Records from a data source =
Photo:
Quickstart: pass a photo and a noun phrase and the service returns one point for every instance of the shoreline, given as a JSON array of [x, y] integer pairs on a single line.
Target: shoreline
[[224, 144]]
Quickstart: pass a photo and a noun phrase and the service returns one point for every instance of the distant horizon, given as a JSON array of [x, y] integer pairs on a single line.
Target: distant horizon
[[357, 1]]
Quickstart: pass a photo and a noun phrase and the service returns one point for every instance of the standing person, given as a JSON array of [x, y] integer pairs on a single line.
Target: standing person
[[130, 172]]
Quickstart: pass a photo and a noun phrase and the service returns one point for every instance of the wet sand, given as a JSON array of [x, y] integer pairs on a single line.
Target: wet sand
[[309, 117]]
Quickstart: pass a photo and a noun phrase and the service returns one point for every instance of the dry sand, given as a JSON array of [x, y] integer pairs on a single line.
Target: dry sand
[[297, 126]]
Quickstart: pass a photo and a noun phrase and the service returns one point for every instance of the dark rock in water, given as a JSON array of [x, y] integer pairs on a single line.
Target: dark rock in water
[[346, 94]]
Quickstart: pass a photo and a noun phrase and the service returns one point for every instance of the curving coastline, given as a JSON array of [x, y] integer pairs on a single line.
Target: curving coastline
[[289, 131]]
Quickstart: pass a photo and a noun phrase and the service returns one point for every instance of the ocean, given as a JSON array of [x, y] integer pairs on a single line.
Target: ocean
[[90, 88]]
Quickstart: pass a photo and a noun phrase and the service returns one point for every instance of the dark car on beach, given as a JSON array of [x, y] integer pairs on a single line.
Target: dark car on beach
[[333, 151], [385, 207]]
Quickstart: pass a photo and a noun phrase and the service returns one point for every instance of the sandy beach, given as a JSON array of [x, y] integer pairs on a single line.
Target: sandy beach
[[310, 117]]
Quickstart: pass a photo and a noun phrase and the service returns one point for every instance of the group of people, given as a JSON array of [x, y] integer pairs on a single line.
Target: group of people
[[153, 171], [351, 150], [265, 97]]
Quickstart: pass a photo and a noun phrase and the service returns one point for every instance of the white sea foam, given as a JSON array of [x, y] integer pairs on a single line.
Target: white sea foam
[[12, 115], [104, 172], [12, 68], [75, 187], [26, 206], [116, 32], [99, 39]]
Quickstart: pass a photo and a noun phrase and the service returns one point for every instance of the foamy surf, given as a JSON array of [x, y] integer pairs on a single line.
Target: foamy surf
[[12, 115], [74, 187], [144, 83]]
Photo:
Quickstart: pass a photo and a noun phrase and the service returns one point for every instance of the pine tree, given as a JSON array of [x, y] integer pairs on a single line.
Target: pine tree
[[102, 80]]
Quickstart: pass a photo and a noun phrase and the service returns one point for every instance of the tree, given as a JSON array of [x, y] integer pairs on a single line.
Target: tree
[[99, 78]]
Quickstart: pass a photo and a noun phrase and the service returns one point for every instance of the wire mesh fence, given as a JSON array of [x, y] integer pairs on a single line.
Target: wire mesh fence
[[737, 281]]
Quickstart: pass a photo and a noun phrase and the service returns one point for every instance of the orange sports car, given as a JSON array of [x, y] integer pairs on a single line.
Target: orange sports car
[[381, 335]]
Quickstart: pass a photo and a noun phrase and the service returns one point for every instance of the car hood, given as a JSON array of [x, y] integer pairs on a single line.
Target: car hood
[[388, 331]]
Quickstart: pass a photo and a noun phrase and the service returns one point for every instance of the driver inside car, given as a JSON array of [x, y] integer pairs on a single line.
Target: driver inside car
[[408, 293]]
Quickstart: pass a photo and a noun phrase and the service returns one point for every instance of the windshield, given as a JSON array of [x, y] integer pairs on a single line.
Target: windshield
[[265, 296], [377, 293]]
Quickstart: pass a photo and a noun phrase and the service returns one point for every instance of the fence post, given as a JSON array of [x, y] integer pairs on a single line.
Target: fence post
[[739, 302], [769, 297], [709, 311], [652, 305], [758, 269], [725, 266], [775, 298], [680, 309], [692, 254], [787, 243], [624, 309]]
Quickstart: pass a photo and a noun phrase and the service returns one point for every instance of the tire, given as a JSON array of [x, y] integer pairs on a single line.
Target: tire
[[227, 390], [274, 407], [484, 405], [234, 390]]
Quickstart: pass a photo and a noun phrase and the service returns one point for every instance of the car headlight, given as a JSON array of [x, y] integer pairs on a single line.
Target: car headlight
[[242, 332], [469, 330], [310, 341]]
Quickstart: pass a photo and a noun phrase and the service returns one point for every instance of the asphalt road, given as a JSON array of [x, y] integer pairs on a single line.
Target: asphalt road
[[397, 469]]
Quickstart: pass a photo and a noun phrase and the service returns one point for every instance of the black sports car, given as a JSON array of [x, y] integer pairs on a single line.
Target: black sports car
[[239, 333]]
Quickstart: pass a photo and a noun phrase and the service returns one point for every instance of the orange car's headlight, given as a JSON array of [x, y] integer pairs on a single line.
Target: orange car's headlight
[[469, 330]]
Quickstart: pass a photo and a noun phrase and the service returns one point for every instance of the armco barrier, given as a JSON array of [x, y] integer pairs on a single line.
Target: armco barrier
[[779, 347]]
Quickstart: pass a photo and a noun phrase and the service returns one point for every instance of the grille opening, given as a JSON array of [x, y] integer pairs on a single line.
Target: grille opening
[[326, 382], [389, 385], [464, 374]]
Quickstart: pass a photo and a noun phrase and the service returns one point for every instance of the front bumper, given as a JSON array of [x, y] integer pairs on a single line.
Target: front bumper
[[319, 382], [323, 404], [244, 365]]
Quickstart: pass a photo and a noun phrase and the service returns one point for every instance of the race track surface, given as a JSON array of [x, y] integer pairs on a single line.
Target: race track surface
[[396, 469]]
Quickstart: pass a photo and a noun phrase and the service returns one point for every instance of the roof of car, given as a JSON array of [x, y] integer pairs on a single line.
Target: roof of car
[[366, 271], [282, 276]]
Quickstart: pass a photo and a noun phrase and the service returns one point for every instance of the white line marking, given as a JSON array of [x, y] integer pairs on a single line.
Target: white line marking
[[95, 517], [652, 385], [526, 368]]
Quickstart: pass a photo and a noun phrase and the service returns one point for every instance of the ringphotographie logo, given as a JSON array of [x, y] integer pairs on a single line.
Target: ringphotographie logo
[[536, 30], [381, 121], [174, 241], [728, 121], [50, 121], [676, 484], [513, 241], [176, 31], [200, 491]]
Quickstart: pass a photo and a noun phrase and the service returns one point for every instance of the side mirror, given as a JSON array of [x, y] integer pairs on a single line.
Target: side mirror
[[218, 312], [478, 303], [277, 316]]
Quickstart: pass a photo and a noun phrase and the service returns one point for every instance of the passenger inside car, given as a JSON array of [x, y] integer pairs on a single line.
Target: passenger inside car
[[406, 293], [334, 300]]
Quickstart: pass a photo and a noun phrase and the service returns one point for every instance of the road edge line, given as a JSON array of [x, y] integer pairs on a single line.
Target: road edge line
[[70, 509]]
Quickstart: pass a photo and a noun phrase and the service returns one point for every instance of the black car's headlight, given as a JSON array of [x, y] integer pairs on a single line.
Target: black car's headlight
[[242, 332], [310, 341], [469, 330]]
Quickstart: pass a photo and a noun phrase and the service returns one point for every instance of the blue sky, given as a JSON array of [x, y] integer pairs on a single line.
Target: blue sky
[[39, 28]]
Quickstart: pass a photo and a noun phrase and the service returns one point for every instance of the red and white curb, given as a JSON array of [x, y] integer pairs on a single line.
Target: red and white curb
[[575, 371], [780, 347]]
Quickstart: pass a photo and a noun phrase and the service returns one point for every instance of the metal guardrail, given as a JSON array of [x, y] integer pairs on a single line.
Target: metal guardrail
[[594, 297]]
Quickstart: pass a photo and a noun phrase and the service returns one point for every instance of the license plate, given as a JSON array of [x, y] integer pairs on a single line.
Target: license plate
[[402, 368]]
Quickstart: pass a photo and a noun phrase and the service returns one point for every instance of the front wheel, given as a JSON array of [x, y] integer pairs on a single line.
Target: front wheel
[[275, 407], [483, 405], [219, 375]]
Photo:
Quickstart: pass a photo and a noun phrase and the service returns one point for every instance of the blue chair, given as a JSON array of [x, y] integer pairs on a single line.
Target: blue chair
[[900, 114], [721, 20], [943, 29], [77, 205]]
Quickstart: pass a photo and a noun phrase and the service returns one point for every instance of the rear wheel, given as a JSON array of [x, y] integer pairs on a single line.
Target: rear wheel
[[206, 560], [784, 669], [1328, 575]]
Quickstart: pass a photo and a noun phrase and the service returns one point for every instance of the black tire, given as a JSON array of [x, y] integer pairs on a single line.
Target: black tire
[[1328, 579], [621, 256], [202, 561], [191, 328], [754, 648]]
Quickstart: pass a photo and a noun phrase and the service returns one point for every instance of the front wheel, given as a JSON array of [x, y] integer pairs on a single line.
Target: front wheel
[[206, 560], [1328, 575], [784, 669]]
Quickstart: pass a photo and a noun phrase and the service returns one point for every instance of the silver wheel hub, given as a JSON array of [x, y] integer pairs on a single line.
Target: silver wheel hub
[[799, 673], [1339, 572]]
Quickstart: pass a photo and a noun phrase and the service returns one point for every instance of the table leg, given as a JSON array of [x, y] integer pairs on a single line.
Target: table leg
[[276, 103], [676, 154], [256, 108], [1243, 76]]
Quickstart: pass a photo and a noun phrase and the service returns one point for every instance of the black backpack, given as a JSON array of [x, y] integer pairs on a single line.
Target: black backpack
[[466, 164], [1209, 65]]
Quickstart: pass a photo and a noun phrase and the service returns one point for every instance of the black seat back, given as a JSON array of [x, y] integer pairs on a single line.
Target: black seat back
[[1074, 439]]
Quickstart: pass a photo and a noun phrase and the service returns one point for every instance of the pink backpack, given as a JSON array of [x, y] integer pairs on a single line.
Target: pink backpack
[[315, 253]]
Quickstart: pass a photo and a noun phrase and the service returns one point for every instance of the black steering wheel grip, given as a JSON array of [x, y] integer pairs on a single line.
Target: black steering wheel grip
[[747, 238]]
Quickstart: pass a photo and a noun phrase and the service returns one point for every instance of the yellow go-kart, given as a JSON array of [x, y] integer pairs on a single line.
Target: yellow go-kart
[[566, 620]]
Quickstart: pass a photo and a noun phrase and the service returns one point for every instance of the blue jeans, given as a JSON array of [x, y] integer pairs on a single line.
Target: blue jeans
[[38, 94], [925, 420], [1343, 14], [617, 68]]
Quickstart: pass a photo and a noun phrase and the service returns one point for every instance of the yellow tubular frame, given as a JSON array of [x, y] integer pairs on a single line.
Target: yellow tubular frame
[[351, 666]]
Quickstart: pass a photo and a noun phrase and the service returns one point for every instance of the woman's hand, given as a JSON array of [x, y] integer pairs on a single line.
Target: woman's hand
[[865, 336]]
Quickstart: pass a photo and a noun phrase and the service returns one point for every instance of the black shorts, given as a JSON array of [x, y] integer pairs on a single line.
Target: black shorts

Problem requirements =
Rewrite the lines from the line with "of the ringphotographie" up to and including the line with "31], [200, 491]]", switching "logo" to "watermark" and leaving everything else unchanged.

Answer for the task =
Quickstart: pass a photo and a noun phrase and the service returns one point for every instance of the ringphotographie watermark, given as a JSON array of [x, y] integer pairs on a single line.
Target: ringphotographie watermark
[[536, 30], [381, 121], [174, 241], [728, 121], [50, 121], [676, 484], [513, 241], [176, 31], [200, 491]]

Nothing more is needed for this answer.